● DIRECTIVES:
- a) In the text about calling derived functions from a base-class constructor, shorten the paragraph that begins "This approach does force all derived classes" and keep its main facts.
- b) Carry on the text about calling derived functions from a base-class constructor, beginning right after its final sentence.

··· TEXT EXTRACT ···

You can't do it the way you imagine because you cannot call derived virtual functions from within the base class constructor—the object is not yet of the derived type. But you don't need to do this.

Calling PrintStartMessage after MyBase construction

Let's assume that you want to do something like this:

class MyBase {
public:
    virtual void PrintStartMessage() = 0;
    MyBase() {
        printf("Doing MyBase initialization...\n");
        PrintStartMessage(); // ⚠ UB: pure virtual function call ⚠
    }
};

class Derived : public MyBase {
public:
    virtual void PrintStartMessage() { printf("Starting Derived!!!\n"); }
};

The desired execution trace would be:

Doing MyBase initialization...
Starting Derived!!!

But this is what constructors are for! Just scrap the virtual function and make the constructor of the derived to do the job!

class MyBase {
public:
    MyBase() { printf("Doing MyBase initialization...\n"); }
};

class Derived : public MyBase {
public:
    Derived() { printf("Starting Derived!!!\n"); }
};

The output is, well, what we would expect:

Doing MyBase initialization...
Starting Derived!!!

This doesn't enforce the derived classes to explicitly implement the PrintStartMessage functionality though. But on the other hand, think twice whether it is at all necessary, as they otherwise can always provide an empty implementation anyway.

Calling PrintStartMessage before MyBase construction

As said above, if you are to call PrintStartMessage before the Derived has been constructor, you cannot accomplish this because there is no yet a Derived object for PrintStartMessage to be called upon. It would make no sense to require PrintStartMessage to be a non-static member because it would have no access to any of the Derived data members.

A static function with factory function

Alternatively we can make it a static member like so:

class MyBase {
public:
    MyBase() {
        printf("Doing MyBase initialization...\n");
    }
};

class Derived : public MyBase {
public:
    static void PrintStartMessage() { printf("Derived specific message.\n"); }
};

A natural question arises of how it will be called?

There are two solution I can see: one is similar to that of @greatwolf, where you have to call it manually. But now, since it is a static member, you can call it before an instance of MyBase has been constructed:

template<class T>
T print_and_construct() {
    T::PrintStartMessage();
    return T();
}

int main() {
    Derived derived = print_and_construct<Derived>();
}

The output will be

Derived specific message.
Doing MyBase initialization...

This approach does force all derived classes to implement PrintStartMessage. Unfortunately it's only true when we construct them with our factory function... which is a huge downside of this solution.

The second solution is to resort to the curiously recurring template pattern (CRTP). By telling MyBase the complete object type at compile time it can do the call from within the constructor:

template<class T>
class MyBase {
public:
    MyBase() {
        T::PrintStartMessage();
        printf("Doing MyBase initialization...\n");
    }
};

class Derived : public MyBase<Derived> {
public:
    static void PrintStartMessage() { printf("Derived specific message.\n"); }
};

The output is as expected, without the need of using a dedicated factory function.

··· ROWS ···

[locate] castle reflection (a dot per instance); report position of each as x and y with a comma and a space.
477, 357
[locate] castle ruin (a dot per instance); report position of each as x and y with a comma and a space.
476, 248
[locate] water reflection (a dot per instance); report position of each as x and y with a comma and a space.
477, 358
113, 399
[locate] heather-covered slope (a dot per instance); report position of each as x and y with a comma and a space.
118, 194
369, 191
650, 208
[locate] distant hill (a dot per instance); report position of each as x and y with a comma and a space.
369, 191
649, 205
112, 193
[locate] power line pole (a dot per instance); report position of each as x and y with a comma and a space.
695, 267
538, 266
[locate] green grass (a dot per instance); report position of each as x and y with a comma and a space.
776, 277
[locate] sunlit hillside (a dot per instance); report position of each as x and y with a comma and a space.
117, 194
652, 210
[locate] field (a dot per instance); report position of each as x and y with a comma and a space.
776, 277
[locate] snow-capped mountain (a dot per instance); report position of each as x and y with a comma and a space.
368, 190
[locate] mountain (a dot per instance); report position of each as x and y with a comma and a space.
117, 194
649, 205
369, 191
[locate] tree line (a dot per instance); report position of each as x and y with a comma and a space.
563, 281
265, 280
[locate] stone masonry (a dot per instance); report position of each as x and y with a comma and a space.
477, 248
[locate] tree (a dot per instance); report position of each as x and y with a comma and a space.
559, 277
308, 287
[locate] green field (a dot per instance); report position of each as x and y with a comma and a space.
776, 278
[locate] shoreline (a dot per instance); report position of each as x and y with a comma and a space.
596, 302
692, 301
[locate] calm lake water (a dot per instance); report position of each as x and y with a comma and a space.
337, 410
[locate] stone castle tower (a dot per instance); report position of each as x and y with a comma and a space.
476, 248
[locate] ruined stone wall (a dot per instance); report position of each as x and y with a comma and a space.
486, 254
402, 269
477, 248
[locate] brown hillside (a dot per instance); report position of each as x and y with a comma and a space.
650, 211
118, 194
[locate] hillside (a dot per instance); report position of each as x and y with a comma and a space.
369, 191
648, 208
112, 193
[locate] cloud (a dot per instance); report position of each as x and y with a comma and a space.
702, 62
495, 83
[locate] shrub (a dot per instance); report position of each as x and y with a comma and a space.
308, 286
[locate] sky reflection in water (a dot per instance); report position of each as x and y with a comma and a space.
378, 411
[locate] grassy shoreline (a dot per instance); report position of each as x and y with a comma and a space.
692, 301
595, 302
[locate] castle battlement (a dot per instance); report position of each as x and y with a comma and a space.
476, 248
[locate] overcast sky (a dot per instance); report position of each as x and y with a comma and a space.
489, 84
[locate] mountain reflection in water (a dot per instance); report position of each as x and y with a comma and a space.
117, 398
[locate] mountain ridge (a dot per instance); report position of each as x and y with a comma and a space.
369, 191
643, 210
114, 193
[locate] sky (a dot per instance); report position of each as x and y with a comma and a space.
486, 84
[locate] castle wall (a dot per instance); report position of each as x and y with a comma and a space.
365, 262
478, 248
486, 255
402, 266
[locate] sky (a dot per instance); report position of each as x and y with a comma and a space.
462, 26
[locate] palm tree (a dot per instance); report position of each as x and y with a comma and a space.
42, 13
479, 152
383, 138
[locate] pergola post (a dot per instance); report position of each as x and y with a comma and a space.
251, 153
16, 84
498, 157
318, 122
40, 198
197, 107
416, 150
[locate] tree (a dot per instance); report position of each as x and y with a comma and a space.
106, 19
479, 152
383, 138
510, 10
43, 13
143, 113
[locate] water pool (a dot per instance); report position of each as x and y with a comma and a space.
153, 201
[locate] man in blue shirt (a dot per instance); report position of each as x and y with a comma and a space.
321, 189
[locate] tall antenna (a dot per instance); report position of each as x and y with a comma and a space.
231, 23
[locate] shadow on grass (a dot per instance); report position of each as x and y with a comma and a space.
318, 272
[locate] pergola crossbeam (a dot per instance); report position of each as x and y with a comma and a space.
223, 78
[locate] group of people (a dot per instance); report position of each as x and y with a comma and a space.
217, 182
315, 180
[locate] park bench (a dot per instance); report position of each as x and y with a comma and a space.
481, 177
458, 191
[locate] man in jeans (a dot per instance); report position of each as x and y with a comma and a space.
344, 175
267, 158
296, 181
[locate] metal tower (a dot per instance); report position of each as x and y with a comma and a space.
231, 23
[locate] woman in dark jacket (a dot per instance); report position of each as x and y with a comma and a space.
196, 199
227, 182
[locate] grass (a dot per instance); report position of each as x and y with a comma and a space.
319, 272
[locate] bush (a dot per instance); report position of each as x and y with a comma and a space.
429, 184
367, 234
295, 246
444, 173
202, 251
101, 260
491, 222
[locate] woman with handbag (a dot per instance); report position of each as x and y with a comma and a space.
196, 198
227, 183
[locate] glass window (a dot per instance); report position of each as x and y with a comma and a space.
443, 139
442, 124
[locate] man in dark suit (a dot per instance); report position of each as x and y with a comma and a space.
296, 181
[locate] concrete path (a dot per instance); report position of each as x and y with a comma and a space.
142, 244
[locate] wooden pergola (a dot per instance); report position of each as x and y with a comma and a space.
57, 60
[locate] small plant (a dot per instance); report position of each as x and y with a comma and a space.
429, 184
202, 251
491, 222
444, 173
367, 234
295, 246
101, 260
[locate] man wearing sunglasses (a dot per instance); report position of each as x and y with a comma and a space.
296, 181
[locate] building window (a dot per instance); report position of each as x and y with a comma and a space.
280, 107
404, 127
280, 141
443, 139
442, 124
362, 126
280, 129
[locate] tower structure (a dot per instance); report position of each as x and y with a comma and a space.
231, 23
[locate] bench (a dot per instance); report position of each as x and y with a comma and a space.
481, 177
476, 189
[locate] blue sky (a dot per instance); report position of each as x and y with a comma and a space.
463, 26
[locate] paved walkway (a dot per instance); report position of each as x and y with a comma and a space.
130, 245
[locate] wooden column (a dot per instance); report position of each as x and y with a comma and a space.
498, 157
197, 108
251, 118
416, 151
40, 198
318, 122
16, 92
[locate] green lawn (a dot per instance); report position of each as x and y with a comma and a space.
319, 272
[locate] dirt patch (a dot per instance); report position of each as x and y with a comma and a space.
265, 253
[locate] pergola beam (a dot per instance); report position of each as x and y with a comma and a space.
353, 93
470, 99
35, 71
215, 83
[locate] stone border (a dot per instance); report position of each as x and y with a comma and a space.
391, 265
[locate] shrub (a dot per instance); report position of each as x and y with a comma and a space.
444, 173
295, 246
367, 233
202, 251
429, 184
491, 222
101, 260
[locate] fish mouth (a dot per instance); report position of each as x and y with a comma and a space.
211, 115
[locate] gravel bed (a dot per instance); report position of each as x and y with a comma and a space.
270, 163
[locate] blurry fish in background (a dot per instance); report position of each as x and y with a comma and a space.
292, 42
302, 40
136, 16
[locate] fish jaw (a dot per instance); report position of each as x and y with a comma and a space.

···

● OUTPUTS FOR THE TASKS:
- a) Every derived class must implement PrintStartMessage under this approach. That holds only for objects built through the factory function, which is a major drawback.

- b)
Accessing MyBase from within PrintStartMessage with CRTP

When MyBase is executing, its already OK to access its members. We can make PrintStartMessage be able to access the MyBase that has called it:

template<class T>
class MyBase {
public:
    MyBase() {
        T::PrintStartMessage(this);
        printf("Doing MyBase initialization...\n");
    }
};

class Derived : public MyBase<Derived> {
public:
    static void PrintStartMessage(MyBase<Derived> *p) {
        // We can access p here
        printf("Derived specific message.\n");
    }
};

The following is also valid and very frequently used, albeit a bit dangerous:

template<class T>
class MyBase {
public:
    MyBase() {
        static_cast<T*>(this)->PrintStartMessage();
        printf("Doing MyBase initialization...\n");
    }
};

class Derived : public MyBase<Derived> {
public:
    void PrintStartMessage() {
        // We can access *this member functions here, but only those from MyBase
        // or those of Derived who follow this same restriction. I.e. no
        // Derived data members access as they have not yet been constructed.
        printf("Derived specific message.\n");
    }
};

No templates solution—redesign

Yet another option is to redesign your code a little. IMO this one is actually the preferred solution if you absolutely have to call an overridden PrintStartMessage from within MyBase construction.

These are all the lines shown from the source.